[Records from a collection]
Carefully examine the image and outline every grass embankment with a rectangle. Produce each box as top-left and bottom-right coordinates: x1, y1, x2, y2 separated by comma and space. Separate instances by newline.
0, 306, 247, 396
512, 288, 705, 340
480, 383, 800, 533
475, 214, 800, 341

Task description:
Render every line of the listing above as a JSON list of strings, one string per line, omitting any blank lines.

Response:
[
  "Carefully examine the image and outline every grass embankment with a rectangle. Produce each box as top-left and bottom-right coordinates: x1, y1, x2, y2 separated by comma and space. Separate instances by newline.",
  "0, 306, 247, 396",
  "512, 288, 705, 340",
  "480, 383, 800, 533",
  "475, 214, 800, 341"
]